-- BEGIN PASSAGE --
Computer aided design (CAD)

BIM vs. CAD: What is the difference between CAD and BIM?

Building Information Modelling (BIM) and Computer Aided Design (CAD) are tools that help with the design process of a building. Companies use CAD and BIM widely in the construction, engineering, and architecture worlds. But there are important differences between them. For professionals to determine if they should use CAD or BIM or alternate between the two, some critical questions must be answered. What are the differences in BIM vs. CAD? What are the advantages of BIM vs. CAD, and how should you decide which one to use?

The future of CAD and 3D modelling are rapidly changing. So the question of where each system will land is in question. What is the difference between CAD and BIM? Which one will reign supreme in the industry, or will they both thrive together? Is there a place for both of them, and do they complement one another? These are the questions we'll address in this article.

What is the difference between CAD and BIM?

Computer-aided design (CAD) is the process of using computer software tools to create 2D and 3D virtual models of buildings, structures, machines, and parts. In the most basic sense, it replaces traditional hand drafting with an automated process.

On the other hand, building information modelling (BIM) is the process of using a set of software tools to visualise a design idea with realistic dimensions from a multitude of angles. It basically provides a digital representation of an entire facility before companies build it. They both provide vital information about a structure before construction begins. But CAD and BIM use different file types and design techniques. Let's take a deeper look at BIM vs. CAD:


Since CAD is an acronym for computer-aided design, people flexibly use the term to describe the design process, the software, and the resulting files. Basically, CAD is the process of using specialised software to create accurate 2D and 3D drawings. CAD files are the digital form of drawings produced in either 2D drawings or 3D models.

A project using the CAD process depends on separate drawings that work together. To change the design, each drawing must be altered manually. Data in CAD files can include drawings, scans, photographs, reports, letters, and files. Generally, companies store their entire CAD projects on a local disk.


An acronym for building information modelling, BIM is a process that usually depends on multiple types of software, including CAD software. BIM was developed after CAD, so the technology is more sophisticated.

The BIM process combines the use of integrated tools and software types to create a single model of an entire structure. Since the elements are geometrically dependent, alterations can be completed by various contributors to the entire model. BIM files are stored using different formats; the project is usually stored on a cloud server for easy access by multiple collaborators.

What are BIM and CAD used for?

Both BIM and CAD can create complex models of structures before building begins. However, the processes for BIM vs. CAD can't be used interchangeably.
The difference between CAD and BIM is that CAD is a type of drafting software that has been used for decades to meet strict aerospace and automotive manufacturing guidelines. It can also improve the time to market for new products. CAD users typically have CAD standards in place, as well as a library of details and symbols specific to the work they do. As a result, engineers use CAD programs across various industries, from industrial and manufacturing to civil engineering and plant design.
-- END PASSAGE --
-- BEGIN DATASET --
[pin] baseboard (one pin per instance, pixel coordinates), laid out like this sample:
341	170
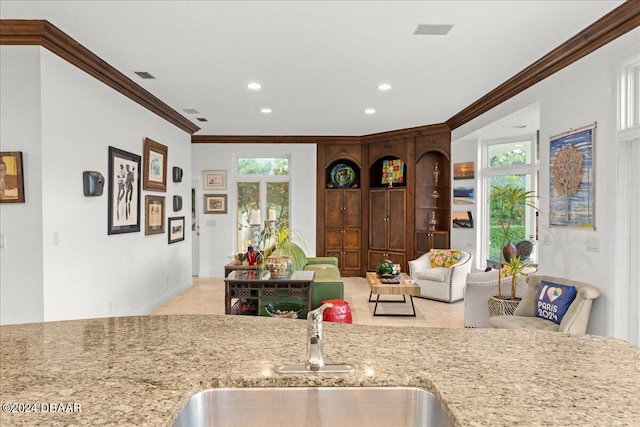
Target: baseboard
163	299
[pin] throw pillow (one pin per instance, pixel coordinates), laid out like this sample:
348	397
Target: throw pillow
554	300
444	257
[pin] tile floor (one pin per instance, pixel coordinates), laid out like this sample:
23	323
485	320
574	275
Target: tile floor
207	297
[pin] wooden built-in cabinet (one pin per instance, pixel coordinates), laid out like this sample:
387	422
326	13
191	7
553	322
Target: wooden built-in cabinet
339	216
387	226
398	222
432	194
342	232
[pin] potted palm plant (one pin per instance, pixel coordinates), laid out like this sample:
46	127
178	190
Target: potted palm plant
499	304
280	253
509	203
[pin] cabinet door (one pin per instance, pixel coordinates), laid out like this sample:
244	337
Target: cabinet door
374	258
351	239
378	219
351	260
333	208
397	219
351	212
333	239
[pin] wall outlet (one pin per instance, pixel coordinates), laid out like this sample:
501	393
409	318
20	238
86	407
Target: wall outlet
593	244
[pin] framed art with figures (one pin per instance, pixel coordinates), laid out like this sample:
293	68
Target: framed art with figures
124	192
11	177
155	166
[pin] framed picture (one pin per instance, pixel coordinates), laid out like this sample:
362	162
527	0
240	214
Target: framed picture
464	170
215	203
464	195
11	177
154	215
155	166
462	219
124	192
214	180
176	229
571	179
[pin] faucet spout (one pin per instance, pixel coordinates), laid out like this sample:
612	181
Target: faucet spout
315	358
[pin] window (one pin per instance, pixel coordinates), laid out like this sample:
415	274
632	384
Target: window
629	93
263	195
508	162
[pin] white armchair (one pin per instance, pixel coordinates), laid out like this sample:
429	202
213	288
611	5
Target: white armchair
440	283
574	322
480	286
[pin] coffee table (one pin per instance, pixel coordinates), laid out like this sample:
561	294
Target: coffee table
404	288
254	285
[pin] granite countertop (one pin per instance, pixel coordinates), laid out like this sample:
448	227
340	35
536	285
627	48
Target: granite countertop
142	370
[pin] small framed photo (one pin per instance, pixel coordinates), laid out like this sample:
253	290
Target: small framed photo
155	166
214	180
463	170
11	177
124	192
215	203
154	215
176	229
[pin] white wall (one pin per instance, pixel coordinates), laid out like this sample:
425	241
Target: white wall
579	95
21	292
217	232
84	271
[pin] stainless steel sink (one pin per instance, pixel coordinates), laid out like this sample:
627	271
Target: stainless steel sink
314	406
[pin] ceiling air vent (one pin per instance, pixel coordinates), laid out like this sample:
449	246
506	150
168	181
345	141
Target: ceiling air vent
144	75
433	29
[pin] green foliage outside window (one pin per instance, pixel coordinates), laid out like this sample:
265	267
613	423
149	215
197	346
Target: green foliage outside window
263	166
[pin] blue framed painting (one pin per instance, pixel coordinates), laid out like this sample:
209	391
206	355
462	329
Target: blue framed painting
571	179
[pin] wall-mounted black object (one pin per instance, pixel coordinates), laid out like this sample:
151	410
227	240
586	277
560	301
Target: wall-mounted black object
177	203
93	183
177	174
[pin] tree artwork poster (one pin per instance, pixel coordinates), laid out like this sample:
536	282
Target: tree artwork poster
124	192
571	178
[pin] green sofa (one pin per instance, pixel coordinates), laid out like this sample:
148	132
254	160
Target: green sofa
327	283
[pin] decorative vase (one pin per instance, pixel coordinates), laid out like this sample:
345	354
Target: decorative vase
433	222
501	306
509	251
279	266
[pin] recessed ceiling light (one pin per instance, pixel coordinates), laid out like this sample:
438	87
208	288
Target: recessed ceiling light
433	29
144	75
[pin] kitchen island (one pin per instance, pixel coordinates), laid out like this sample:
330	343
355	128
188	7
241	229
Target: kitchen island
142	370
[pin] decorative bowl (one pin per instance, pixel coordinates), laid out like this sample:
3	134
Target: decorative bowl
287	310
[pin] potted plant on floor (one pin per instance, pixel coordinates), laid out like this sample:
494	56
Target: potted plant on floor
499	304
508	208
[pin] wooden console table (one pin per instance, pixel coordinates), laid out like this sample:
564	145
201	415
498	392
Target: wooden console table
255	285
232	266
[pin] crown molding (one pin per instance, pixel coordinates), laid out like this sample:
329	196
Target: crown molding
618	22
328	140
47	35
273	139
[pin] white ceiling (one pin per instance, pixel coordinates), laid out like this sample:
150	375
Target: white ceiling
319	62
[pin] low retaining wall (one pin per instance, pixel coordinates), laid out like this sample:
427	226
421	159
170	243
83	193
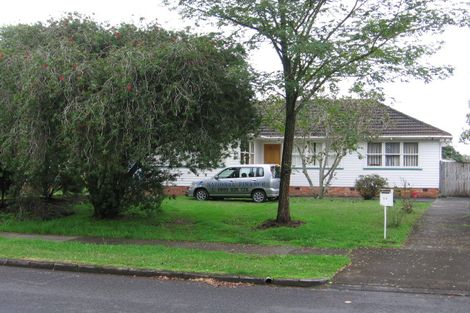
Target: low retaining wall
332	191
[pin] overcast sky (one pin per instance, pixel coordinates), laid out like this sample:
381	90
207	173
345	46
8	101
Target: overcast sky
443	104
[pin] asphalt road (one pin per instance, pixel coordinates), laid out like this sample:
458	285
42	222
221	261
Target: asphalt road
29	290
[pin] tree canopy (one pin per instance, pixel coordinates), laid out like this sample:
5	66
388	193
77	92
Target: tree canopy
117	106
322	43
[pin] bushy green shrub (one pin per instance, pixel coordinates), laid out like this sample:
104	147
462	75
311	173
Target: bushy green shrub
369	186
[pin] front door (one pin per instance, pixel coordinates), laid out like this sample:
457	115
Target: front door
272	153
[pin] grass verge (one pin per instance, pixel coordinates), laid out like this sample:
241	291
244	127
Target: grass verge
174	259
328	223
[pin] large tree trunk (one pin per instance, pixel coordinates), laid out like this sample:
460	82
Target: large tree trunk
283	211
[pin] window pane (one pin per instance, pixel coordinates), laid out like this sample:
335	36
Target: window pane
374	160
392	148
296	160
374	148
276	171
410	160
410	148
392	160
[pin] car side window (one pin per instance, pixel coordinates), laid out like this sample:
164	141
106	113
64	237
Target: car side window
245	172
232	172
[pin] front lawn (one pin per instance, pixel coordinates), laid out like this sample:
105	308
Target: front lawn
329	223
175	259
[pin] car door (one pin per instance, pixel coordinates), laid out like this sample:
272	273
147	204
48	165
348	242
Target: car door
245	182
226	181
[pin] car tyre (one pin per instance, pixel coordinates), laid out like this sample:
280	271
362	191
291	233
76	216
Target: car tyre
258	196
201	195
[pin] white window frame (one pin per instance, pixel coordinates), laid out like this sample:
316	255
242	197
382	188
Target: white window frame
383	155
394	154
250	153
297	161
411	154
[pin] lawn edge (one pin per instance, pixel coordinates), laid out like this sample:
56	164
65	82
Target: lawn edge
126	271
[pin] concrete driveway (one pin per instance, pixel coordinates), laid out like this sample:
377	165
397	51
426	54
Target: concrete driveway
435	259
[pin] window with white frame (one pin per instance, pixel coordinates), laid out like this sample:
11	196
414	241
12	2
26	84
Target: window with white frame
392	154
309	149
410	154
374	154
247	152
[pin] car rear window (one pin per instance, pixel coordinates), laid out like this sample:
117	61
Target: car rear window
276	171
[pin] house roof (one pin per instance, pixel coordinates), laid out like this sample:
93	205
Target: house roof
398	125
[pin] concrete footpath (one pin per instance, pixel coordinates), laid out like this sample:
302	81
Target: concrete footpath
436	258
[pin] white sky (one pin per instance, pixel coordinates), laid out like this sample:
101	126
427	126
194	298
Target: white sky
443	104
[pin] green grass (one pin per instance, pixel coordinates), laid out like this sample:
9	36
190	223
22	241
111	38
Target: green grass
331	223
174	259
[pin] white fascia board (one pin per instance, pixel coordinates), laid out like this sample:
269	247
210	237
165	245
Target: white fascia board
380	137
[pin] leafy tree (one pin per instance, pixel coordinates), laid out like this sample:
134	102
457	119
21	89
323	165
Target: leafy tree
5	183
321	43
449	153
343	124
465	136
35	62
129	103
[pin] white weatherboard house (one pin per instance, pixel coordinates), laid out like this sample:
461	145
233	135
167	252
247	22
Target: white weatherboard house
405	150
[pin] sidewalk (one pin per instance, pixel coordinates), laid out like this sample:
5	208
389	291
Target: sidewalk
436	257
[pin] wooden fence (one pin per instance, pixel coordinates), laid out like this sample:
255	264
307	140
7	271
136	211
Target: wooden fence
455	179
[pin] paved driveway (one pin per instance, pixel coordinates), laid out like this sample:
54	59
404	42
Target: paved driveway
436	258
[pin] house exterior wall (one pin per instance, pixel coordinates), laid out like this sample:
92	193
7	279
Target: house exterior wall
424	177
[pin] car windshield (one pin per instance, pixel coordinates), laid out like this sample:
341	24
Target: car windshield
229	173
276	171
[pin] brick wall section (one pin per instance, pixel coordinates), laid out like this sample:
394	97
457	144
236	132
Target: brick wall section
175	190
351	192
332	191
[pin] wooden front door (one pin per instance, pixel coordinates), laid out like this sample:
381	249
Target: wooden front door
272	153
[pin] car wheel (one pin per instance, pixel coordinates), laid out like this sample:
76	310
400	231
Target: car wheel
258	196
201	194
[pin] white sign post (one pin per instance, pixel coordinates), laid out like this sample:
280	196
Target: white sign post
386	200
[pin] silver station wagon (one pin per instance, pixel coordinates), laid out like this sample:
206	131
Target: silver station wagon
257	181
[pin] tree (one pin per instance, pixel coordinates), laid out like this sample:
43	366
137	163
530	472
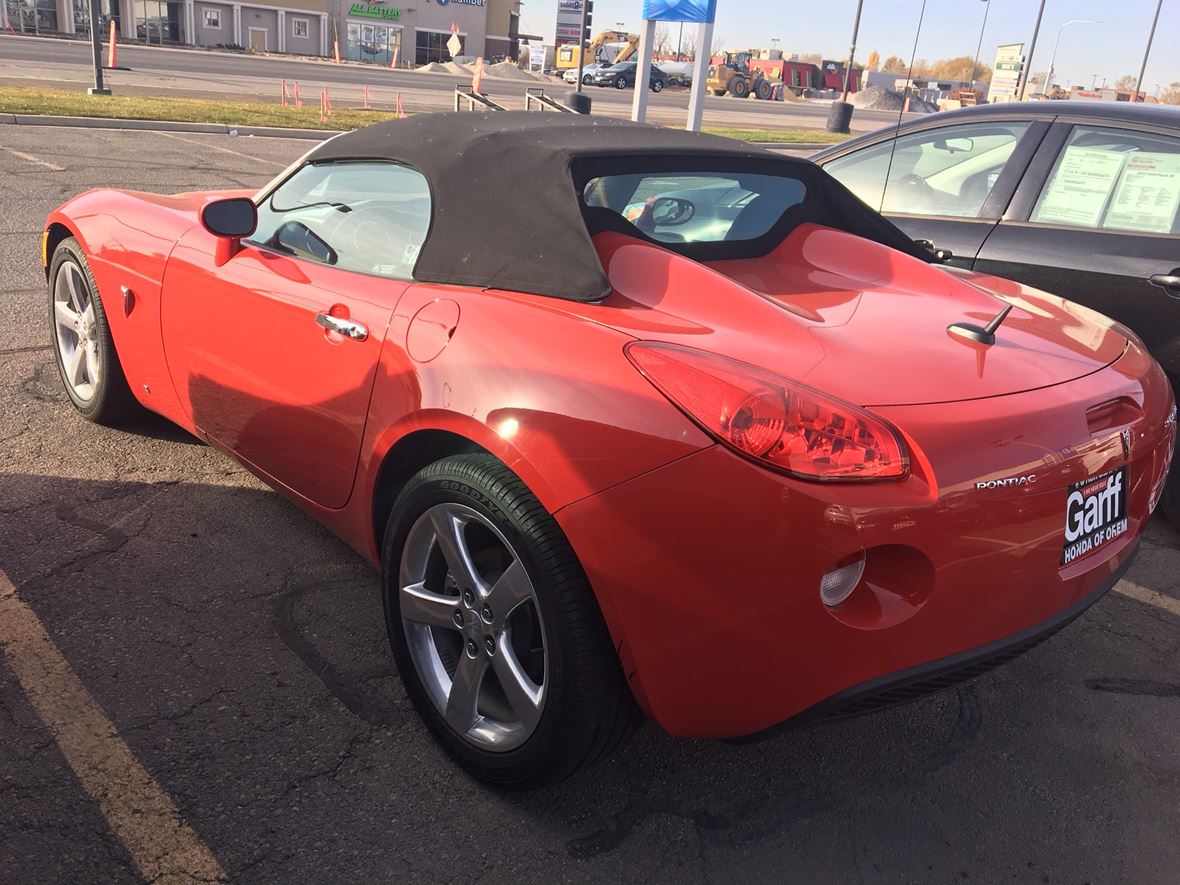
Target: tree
-- END DATASET --
▸ **DIRECTIVES**:
1/ Can you retype the part of the CAD and BIM article from "The BIM process" to "by multiple collaborators."?
2/ Could you extend the article comparing CAD and BIM, picking up right after its last sentence?

▸ **EXPECTED RESPONSES**:
1/
The BIM process combines the use of integrated tools and software types to create a single model of an entire structure. Since the elements are geometrically dependent, alterations can be completed by various contributors to the entire model. BIM files are stored using different formats; the project is usually stored on a cloud server for easy access by multiple collaborators.

2/
On the other hand, BIM is a process that depends on various types of software to allow architects, engineers, and contractors to collaborate on a commercial building using the same computer model. Professionals exclusively use BIM in designing and constructing commercial buildings such as airports, office towers or schools. It has increasingly become the new industry standard for such projects.

However, BIM is an evolving technology. As a result, companies planning to shift to BIM may have difficulties finding trained staff. They can also face some compatibility issues with trade partners.

BIM provides some clear advantages in its ability to offer extensive information about the finished operations of a commercial building long before a construction company breaks ground on the project. But it's not designed for every type of project currently depending on CAD.

The future for CAD and BIM

Professionals initially developed CAD to design virtual models for everything from appliances and furnishings to automobiles and rolling stock. Companies use the software to create visualisations of the surrounding bodies of vehicles and tools. It can also help create the smaller parts that make up the motors and other components inside each machine. BIM was developed for the virtual design and multidimensional visualisation of proposed building ideas. Going back to what is the difference between CAD and BIM, BIM is still evolving, it's expected that BIM and CAD will be used alongside each other as parts of a whole.

However, as BIM evolves, more construction professionals are likely to become interested in transitioning from CAD to BIM. Companies interested in making the switch will need to take into consideration that the investment will require a substantial budget and a significant amount of time.

Furthermore, companies that make the switch will need to be sure every party that collaborates on a project is on board with the new method; third parties also must be capable of integrating new types of software. As organisations evolve into the complete BIM transformation, the conversion of legacy models from CAD to BIM will likely be a significant goal.

Unfortunately, the process isn't easy, as it requires multiple steps for completion. Based on the difference between CAD and BIM, some organisations may be in the process of transitioning to BIM. But it's likely that CAD will still be in use for quite some time.

Technology is always evolving, especially in the ongoing BIM vs. CAD debate. Construction industry professionals need high-quality tools to provide the most detailed models of products and structures possible. Whether your company uses CAD, BIM, or a combination of both methods, it's important to have a large format plotter/printer you can depend on accommodate the difference between CAD and BIM. Contact us today to discuss your printing needs.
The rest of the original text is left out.